■ Record extracts ■
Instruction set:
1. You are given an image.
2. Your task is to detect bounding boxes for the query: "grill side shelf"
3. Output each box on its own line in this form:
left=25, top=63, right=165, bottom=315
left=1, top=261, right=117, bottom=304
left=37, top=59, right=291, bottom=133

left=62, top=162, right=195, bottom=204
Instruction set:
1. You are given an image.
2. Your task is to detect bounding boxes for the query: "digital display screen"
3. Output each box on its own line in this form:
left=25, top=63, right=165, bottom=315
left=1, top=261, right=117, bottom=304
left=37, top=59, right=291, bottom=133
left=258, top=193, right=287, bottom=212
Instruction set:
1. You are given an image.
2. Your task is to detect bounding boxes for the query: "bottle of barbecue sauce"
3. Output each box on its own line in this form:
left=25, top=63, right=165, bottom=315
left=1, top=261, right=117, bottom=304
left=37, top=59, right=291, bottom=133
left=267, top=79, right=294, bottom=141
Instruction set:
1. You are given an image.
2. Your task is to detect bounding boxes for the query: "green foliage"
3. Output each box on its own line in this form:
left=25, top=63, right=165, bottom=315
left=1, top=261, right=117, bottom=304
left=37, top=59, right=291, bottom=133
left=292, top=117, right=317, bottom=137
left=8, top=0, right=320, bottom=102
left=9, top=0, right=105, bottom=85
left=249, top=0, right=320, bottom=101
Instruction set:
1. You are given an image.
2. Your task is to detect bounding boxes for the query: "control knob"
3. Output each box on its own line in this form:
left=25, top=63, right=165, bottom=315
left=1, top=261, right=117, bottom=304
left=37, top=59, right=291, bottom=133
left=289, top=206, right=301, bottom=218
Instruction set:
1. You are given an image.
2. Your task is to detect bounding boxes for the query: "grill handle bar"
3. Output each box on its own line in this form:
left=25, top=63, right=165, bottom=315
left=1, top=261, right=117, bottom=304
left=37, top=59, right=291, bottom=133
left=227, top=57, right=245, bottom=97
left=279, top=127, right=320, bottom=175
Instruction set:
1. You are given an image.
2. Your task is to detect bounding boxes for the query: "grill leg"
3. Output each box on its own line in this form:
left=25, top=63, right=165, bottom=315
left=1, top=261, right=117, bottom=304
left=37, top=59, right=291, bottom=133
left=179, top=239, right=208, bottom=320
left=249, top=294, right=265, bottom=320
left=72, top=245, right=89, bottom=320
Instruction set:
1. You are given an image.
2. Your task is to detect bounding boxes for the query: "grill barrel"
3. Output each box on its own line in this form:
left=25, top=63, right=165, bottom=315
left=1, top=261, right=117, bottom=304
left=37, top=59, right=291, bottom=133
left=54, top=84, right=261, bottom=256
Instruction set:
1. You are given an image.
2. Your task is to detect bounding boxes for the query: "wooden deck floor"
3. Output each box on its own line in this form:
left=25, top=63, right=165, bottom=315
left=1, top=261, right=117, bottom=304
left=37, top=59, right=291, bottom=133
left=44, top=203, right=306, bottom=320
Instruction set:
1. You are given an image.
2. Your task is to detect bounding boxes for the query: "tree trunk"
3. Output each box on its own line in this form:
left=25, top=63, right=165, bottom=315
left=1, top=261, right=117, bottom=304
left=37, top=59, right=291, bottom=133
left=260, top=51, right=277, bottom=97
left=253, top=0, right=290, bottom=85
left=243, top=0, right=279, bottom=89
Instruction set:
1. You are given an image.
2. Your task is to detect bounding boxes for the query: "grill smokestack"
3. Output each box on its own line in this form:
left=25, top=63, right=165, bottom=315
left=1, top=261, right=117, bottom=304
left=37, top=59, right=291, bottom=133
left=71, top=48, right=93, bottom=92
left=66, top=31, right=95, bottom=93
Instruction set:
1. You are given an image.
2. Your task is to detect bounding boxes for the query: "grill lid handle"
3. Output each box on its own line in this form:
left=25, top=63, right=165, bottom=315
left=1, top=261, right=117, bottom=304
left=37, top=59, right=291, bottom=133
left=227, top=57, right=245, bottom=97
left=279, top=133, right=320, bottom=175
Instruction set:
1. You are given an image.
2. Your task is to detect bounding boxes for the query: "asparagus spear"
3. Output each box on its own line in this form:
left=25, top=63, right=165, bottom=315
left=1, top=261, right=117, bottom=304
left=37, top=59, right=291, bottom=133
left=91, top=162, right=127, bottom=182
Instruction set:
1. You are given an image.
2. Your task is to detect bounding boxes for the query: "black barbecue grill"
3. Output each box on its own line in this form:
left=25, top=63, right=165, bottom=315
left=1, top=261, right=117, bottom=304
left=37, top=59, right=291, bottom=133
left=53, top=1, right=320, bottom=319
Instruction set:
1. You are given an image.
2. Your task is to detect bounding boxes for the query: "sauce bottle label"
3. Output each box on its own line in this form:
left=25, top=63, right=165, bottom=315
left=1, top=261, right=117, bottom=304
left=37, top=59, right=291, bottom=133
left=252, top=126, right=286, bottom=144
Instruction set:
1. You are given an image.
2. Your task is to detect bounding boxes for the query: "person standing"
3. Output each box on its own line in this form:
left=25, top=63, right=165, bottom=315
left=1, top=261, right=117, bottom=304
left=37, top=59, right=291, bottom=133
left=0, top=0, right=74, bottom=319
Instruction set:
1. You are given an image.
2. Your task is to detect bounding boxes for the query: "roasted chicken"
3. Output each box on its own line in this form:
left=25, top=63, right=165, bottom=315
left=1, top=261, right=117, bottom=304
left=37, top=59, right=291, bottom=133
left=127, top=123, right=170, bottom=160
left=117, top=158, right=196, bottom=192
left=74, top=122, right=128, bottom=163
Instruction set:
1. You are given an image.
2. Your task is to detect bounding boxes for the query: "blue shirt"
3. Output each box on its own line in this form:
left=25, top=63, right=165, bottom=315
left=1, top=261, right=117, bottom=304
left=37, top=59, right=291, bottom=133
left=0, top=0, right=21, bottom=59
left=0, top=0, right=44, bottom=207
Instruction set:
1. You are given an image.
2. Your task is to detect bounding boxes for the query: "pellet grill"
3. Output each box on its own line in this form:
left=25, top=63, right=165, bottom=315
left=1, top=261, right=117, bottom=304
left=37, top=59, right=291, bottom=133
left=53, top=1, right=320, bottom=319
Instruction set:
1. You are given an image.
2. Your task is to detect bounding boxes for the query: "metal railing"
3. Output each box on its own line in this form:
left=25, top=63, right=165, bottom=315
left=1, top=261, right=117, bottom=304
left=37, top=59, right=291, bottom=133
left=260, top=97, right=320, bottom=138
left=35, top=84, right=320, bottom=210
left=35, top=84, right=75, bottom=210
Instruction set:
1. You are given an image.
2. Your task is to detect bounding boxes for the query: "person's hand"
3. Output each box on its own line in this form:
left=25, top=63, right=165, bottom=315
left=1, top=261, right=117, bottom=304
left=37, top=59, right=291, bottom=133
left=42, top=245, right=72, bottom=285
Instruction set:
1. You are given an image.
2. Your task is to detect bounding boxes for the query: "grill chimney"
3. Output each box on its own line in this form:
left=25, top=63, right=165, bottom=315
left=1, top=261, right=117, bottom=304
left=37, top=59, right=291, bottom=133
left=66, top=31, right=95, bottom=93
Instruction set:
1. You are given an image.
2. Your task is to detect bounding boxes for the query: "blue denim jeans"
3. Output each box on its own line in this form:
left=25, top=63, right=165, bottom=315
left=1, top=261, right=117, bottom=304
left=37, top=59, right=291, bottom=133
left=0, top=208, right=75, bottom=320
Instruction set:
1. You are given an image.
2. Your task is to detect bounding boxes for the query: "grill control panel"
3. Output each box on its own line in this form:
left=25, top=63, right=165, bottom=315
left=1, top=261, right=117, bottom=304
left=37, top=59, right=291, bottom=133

■ Exercise brief ■
When you copy the data, keep every line word for word.

■ Problem solution ■
Instruction set:
1. You are given an image.
2. Your task is to detect bounding boxes for the query: "grill side shelf"
3. Output each box on its own line in this form:
left=25, top=63, right=165, bottom=315
left=1, top=261, right=117, bottom=304
left=37, top=59, right=291, bottom=133

left=62, top=162, right=195, bottom=204
Instruction set:
1. You are given an image.
2. Your task is to detect bounding boxes for the query: "digital display screen"
3. Output each box on its own line in this form:
left=25, top=63, right=165, bottom=315
left=1, top=261, right=117, bottom=304
left=37, top=59, right=291, bottom=133
left=258, top=193, right=287, bottom=212
Instruction set:
1. You are given an image.
2. Your task is to detect bounding boxes for the query: "bottle of barbecue sauce"
3. Output each box on its own line in this form:
left=25, top=63, right=165, bottom=315
left=1, top=261, right=117, bottom=304
left=37, top=59, right=291, bottom=133
left=267, top=79, right=294, bottom=141
Instruction set:
1. You are given an image.
2. Your task is to detect bounding boxes for the query: "green foliage"
3. Output each box on its own line in this form:
left=25, top=63, right=165, bottom=315
left=1, top=261, right=117, bottom=304
left=37, top=59, right=291, bottom=133
left=292, top=117, right=317, bottom=137
left=8, top=0, right=320, bottom=102
left=9, top=0, right=105, bottom=85
left=249, top=0, right=320, bottom=101
Instruction set:
1. You are given an image.
2. Your task is to detect bounding boxes for the query: "control knob"
3. Output each box on its own line in this form:
left=25, top=63, right=165, bottom=315
left=1, top=261, right=117, bottom=304
left=37, top=59, right=291, bottom=133
left=289, top=206, right=301, bottom=218
Instruction set:
1. You are given an image.
2. Your task is to detect bounding boxes for the query: "grill handle bar"
3. Output each box on its own line in this form:
left=25, top=63, right=165, bottom=315
left=1, top=261, right=117, bottom=304
left=37, top=59, right=291, bottom=133
left=227, top=57, right=245, bottom=97
left=279, top=127, right=320, bottom=175
Instruction set:
1. You are given an image.
2. Your task is to detect bounding boxes for the query: "grill leg"
3. Output each box on its own line in this form:
left=25, top=63, right=165, bottom=315
left=1, top=261, right=117, bottom=304
left=37, top=59, right=291, bottom=133
left=179, top=239, right=208, bottom=320
left=249, top=294, right=265, bottom=320
left=72, top=245, right=89, bottom=320
Instruction set:
1. You are given an image.
2. Your task is to detect bounding boxes for the query: "grill barrel"
3. Output each box on its own line in this form:
left=25, top=63, right=165, bottom=315
left=1, top=261, right=117, bottom=304
left=37, top=59, right=291, bottom=133
left=54, top=84, right=261, bottom=256
Instruction set:
1. You are given an image.
2. Your task is to detect bounding boxes for the query: "wooden deck floor"
3. Output each box on its own line in this form:
left=25, top=63, right=165, bottom=315
left=1, top=261, right=117, bottom=304
left=37, top=59, right=291, bottom=133
left=44, top=203, right=306, bottom=320
Instruction set:
1. You are given an image.
2. Your task is to detect bounding boxes for the query: "tree trunk"
3. Output each box on its own line in this form:
left=25, top=63, right=165, bottom=315
left=1, top=261, right=117, bottom=304
left=37, top=59, right=291, bottom=133
left=260, top=51, right=277, bottom=97
left=253, top=0, right=290, bottom=85
left=243, top=0, right=279, bottom=89
Instruction set:
1. You are given an image.
2. Your task is to detect bounding boxes for the query: "grill smokestack"
3. Output each box on its own line in this form:
left=25, top=63, right=165, bottom=315
left=1, top=261, right=117, bottom=304
left=37, top=59, right=291, bottom=133
left=71, top=48, right=93, bottom=92
left=66, top=31, right=95, bottom=93
Instruction set:
1. You are given an image.
2. Your task is to detect bounding boxes for the query: "grill lid handle"
3. Output each box on its own line in this form:
left=25, top=63, right=165, bottom=315
left=1, top=261, right=117, bottom=304
left=37, top=59, right=291, bottom=133
left=227, top=57, right=245, bottom=97
left=279, top=133, right=320, bottom=175
Instruction set:
1. You are given an image.
2. Your task is to detect bounding boxes for the query: "asparagus spear"
3. Output each box on its own line in this form:
left=25, top=63, right=165, bottom=315
left=1, top=261, right=117, bottom=304
left=37, top=59, right=291, bottom=133
left=91, top=162, right=127, bottom=182
Instruction set:
1. You are given an image.
2. Your task is to detect bounding boxes for the query: "black barbecue grill"
3. Output each box on its own line in this form:
left=25, top=63, right=165, bottom=315
left=1, top=261, right=117, bottom=304
left=37, top=59, right=291, bottom=133
left=53, top=1, right=320, bottom=319
Instruction set:
1. You are given an image.
2. Your task is to detect bounding boxes for the query: "sauce bottle label"
3. Output each box on its own line in this form:
left=25, top=63, right=165, bottom=315
left=1, top=261, right=117, bottom=304
left=37, top=59, right=291, bottom=133
left=252, top=126, right=286, bottom=144
Instruction set:
1. You are given an image.
2. Your task is to detect bounding boxes for the query: "person standing"
3. Output each box on its own line in this form:
left=25, top=63, right=165, bottom=315
left=1, top=261, right=117, bottom=304
left=37, top=59, right=291, bottom=133
left=0, top=0, right=74, bottom=319
Instruction set:
1. You are given an image.
2. Your task is to detect bounding boxes for the query: "roasted chicken"
3. Output each box on its own line in this form:
left=25, top=63, right=165, bottom=315
left=1, top=261, right=117, bottom=304
left=37, top=59, right=291, bottom=133
left=127, top=123, right=170, bottom=160
left=117, top=158, right=196, bottom=192
left=74, top=122, right=128, bottom=163
Instruction set:
1. You are given an image.
2. Your task is to detect bounding boxes for the query: "blue shirt"
3. Output each box on its own line in this form:
left=25, top=63, right=165, bottom=315
left=1, top=261, right=117, bottom=304
left=37, top=59, right=291, bottom=133
left=0, top=0, right=21, bottom=59
left=0, top=0, right=44, bottom=207
Instruction set:
1. You are given an image.
2. Your task is to detect bounding boxes for the query: "pellet grill"
3. Output each box on its own line in this form:
left=25, top=63, right=165, bottom=315
left=1, top=261, right=117, bottom=304
left=37, top=59, right=291, bottom=133
left=53, top=1, right=320, bottom=319
Instruction set:
1. You are given an image.
2. Your task is to detect bounding boxes for the query: "metal railing"
3. Output each box on its own line in this form:
left=25, top=63, right=165, bottom=315
left=1, top=261, right=117, bottom=304
left=37, top=59, right=291, bottom=133
left=260, top=97, right=320, bottom=138
left=35, top=84, right=320, bottom=210
left=35, top=84, right=75, bottom=210
Instruction set:
1. You are given an image.
2. Your task is to detect bounding boxes for the query: "person's hand"
3. Output each box on its own line in this form:
left=25, top=63, right=165, bottom=315
left=1, top=261, right=117, bottom=304
left=37, top=59, right=291, bottom=133
left=42, top=245, right=72, bottom=285
Instruction set:
1. You are given an image.
2. Your task is to detect bounding boxes for the query: "grill chimney"
3. Output each box on its own line in this form:
left=25, top=63, right=165, bottom=315
left=1, top=261, right=117, bottom=304
left=37, top=59, right=291, bottom=133
left=66, top=31, right=95, bottom=93
Instruction set:
1. You are given an image.
2. Your task is to detect bounding boxes for the query: "blue denim jeans"
3. Output each box on its own line in this form:
left=25, top=63, right=165, bottom=315
left=1, top=261, right=117, bottom=304
left=37, top=59, right=291, bottom=133
left=0, top=208, right=75, bottom=320
Instruction set:
1. You are given an image.
2. Your task is to detect bounding boxes for the query: "grill control panel"
3. Output each box on its own line in this form:
left=25, top=63, right=165, bottom=315
left=1, top=261, right=117, bottom=304
left=37, top=59, right=291, bottom=133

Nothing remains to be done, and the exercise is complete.